Data listing

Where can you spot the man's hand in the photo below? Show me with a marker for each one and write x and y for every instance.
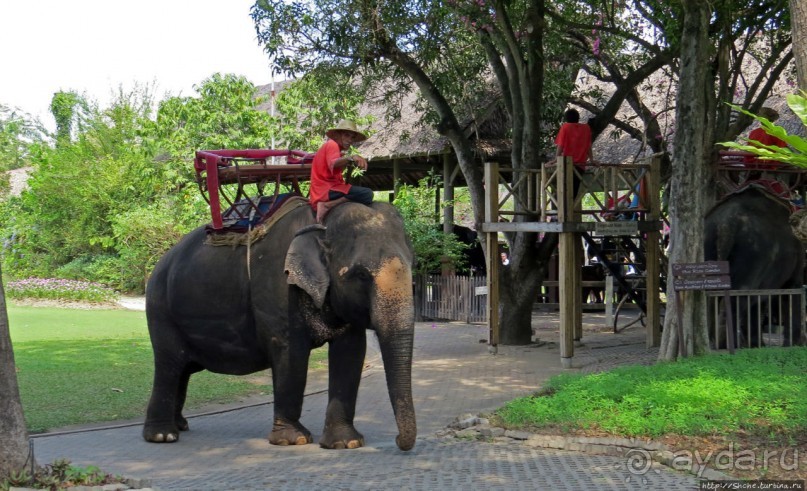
(359, 162)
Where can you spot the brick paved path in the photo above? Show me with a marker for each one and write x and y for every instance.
(453, 374)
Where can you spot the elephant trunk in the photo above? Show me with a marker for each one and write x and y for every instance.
(393, 318)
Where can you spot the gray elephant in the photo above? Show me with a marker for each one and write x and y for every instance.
(751, 230)
(230, 311)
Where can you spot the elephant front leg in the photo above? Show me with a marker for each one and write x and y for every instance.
(345, 363)
(289, 378)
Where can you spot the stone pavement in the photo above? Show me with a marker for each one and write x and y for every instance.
(453, 374)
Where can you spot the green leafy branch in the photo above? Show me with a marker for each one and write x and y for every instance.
(796, 153)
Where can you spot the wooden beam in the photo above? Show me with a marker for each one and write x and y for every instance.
(492, 250)
(448, 195)
(653, 256)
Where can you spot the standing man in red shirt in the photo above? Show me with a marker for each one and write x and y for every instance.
(759, 135)
(328, 186)
(574, 140)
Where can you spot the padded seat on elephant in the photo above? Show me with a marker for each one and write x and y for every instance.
(323, 207)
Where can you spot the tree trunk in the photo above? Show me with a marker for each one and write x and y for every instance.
(694, 137)
(13, 434)
(798, 19)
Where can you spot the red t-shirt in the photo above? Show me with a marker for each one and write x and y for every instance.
(574, 140)
(763, 137)
(323, 176)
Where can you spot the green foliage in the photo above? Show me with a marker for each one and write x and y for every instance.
(20, 135)
(432, 246)
(59, 475)
(66, 108)
(119, 188)
(796, 154)
(756, 391)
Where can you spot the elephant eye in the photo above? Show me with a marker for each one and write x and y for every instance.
(359, 273)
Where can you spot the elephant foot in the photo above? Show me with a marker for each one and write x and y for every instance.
(285, 433)
(338, 439)
(161, 434)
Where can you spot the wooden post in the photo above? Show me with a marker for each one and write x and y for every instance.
(542, 192)
(566, 258)
(492, 246)
(396, 176)
(448, 196)
(653, 255)
(609, 300)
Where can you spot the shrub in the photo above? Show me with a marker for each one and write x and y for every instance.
(59, 289)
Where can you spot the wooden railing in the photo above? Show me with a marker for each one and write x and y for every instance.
(458, 298)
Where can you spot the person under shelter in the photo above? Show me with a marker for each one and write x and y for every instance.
(328, 186)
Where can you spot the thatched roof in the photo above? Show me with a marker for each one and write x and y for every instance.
(415, 147)
(419, 148)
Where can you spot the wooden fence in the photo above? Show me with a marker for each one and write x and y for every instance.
(458, 298)
(760, 317)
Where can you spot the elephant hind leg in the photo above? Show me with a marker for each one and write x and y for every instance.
(164, 418)
(341, 437)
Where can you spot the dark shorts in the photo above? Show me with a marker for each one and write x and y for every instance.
(357, 193)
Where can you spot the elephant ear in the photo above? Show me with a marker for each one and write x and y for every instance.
(305, 266)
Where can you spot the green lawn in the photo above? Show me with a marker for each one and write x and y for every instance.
(88, 366)
(756, 391)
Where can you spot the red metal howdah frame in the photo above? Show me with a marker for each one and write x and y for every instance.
(215, 168)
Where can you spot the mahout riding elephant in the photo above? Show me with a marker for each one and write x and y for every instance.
(238, 310)
(750, 229)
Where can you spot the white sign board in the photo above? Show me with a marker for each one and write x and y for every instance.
(620, 227)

== PROBLEM TO WORK ON ==
Send back exactly the lines from the line with "Where can you spot the wooden fence" through the end of the records.

== ANSWER BELOW ==
Where can you spot the wooden fence in the photo above? Show me with a marker for each one and write x and y for every instance.
(458, 298)
(760, 317)
Where can you spot the elephant hind leg in the photo above? Show me with a marker for each one and write x and y for every instance.
(164, 418)
(341, 437)
Where can you spot the dark shorts in the photo above? Show me with a marker for each one and write x and y for every instance.
(357, 193)
Where can you spot the elephant ear in the photo above? Show me with a marker for each one and write x and y for every instance.
(305, 266)
Where can you spot the green lawn in the photo above? Show me with a marker for each one and write x and y for every instance.
(88, 366)
(756, 391)
Where can you spot the red metal howdah frame in the photo above? Show me with a marker for each one and write x and y for every instance.
(215, 168)
Where can you spot the mahout riding elephant in the photo above? Show me with a marker for each one and write x and y for every instance.
(238, 310)
(750, 229)
Where can you spot the white sign board in the photo above? Show me with a marker for each one and write x and y for every instance.
(620, 227)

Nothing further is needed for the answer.